## start Excerpted passage

Mobirise Website Builder


The IMAGE2TEXT Starter Pack is designed for any newsroom that is interested in using AI to describe images. It is intended for media organisations of all sizes that aren’t already familiar with this kind of technology, and might think that it is out of scope for them.


The IMAGE2TEXT API provides access to our model initially trained to recognize at least 30 women politicians in our countries. We are building it in a way that allows others to contribute. If a newsroom in another country trains it to recognise politicians (or cultural figures, celebrities, athletes, etc.) they can do so and share that knowledge. The main objective is to have numerous newsrooms from different places sharing and creating knowledge.


Identifies, classifies and labels content in video and image files for newsrooms, whilst promoting better data governance by including contexts from the Larger World.

We seek to standardize how computer vision models are built and trained to identify people in images, to include ethical guidelines from its conception and representation through diverse use cases.

I2T Benefits

Facilitates access and search of multimedia content for newsrooms by accurate identification and tagging

Generates rich metadata useful for optimising search engine strategies whilst improving accessibility for visually impaired people

Learns from diverse training dataset and includes diverse categories backgrounds for inclusion and representation

How I2T Works

Data preprocessing

Collect at least 5 images per subject of interest using a public image dataset

Rename files for proper identification

Annotate and label images (image annotation)

Prepare input image data in JSON file

Testing & training

Standard image testing with pre-trained Convolutional Neural Network (CNN) model using preprocessed images and JSON file

Train CNN output with pre-trained Recurrent Neural Network (RNN) model for accuracy and precision

Use RNN output layer for analysis and validation

Deployment & training

Deploy REST API with Amazon API Gateway

I2T Challenges

Describing images is the next step, we first had to focus on getting the labels right.

At this stage, building a cloud agnostic API implied the increase of development costs and complexity.

Data preprocessing requires many hours of manual work.

Our Journey

Local newsrooms may be key to a more diverse AI ecosystem.

In June 2022, we – a team of journalists and technologists from Argentina, Paraguay and The Philippines – decided to collaborate in the JournalismAI Fellowship to develop a product that uses AI to describe images produced at our newsrooms. We seek to process photos, videos and infographics to automatically get tags – such as names of people – in order to categorise, distribute, and archive material more efficiently. Right from the outset, we encountered a challenge and an opportunity: most computer-vision models available in the market are not trained for our specific contexts.

On the one hand, the tools available were not created for the context of journalism. For example, we ran some trials with a video that showed the recently appointed president of Chile in his first official meeting with the president of Argentina. The AI-based tool that we used was somehow successful in describing the video, but the result tags were somewhat incomplete and out of context: “suit” (their outfit), “red carpet” (there was in fact one), “men”, and “first date” — let’s say this algorithm is sort of a romantic, and probably interpreted the elegance of the situation as a date.

Although mostly accurate, this description wasn’t relevant for journalistic purposes. There were other elements in the images that could be more useful: journalists holding their telephones, microphones, and stands, which altogether could have been interpreted by the model as a press conference. If later on, a journalist would type “Gabriel Boric, press conference” in a search engine and get that video as a result, that would indeed be helpful.

## end Excerpted passage

- Required work
1 - Copy the IMAGE2TEXT page starting at "Describing images is" and ending at "costs and complexity.", swapping "development costs" for "operating costs".
2 - According to the IMAGE2TEXT page, which countries were the team of journalists and technologists from?

## start Records provided

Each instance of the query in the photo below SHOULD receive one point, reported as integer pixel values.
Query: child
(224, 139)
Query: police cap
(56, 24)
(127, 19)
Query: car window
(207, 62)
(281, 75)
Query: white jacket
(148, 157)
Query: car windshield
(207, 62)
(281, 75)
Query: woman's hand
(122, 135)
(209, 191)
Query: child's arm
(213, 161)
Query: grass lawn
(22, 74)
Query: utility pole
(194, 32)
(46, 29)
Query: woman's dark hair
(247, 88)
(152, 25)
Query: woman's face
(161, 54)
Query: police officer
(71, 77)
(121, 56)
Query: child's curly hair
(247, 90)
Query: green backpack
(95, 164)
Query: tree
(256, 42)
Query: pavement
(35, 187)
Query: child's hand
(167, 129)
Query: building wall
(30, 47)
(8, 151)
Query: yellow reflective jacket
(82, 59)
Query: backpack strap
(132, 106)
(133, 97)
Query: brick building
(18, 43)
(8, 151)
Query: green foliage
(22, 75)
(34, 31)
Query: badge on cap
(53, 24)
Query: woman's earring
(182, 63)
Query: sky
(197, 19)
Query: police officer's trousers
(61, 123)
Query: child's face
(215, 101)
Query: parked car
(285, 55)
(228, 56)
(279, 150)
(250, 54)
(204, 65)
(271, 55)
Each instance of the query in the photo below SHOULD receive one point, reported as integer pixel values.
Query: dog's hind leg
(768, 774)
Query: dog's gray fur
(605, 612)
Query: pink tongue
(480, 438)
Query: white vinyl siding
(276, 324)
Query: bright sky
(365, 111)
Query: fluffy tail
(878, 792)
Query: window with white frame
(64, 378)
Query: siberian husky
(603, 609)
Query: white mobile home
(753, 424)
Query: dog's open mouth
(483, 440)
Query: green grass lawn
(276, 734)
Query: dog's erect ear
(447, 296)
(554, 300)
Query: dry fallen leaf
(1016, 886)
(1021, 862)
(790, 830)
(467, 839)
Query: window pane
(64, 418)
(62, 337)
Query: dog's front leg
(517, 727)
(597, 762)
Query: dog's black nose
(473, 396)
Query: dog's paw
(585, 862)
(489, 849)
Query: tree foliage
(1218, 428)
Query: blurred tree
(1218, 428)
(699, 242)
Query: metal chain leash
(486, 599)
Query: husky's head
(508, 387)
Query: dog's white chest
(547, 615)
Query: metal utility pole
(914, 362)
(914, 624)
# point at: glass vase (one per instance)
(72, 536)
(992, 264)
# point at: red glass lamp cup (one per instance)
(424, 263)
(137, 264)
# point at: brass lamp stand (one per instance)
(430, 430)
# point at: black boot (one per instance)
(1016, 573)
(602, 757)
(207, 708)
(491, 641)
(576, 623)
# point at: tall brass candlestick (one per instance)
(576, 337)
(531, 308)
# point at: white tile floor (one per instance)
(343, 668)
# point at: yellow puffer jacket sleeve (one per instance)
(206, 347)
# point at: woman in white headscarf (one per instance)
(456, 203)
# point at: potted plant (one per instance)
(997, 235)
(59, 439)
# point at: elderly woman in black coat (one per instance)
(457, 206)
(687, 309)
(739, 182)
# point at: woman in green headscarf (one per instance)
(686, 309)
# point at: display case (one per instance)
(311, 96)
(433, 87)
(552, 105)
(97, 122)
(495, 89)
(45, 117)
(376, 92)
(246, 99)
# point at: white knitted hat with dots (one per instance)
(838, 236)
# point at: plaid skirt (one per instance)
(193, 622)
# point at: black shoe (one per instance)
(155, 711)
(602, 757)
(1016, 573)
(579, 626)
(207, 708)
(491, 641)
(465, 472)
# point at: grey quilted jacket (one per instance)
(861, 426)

## end Records provided

- Results in order
1 -
Describing images is the next step, we first had to focus on getting the labels right.

At this stage, building a cloud agnostic API implied the increase of operating costs and complexity.

2 - Argentina, Paraguay and The Philippines.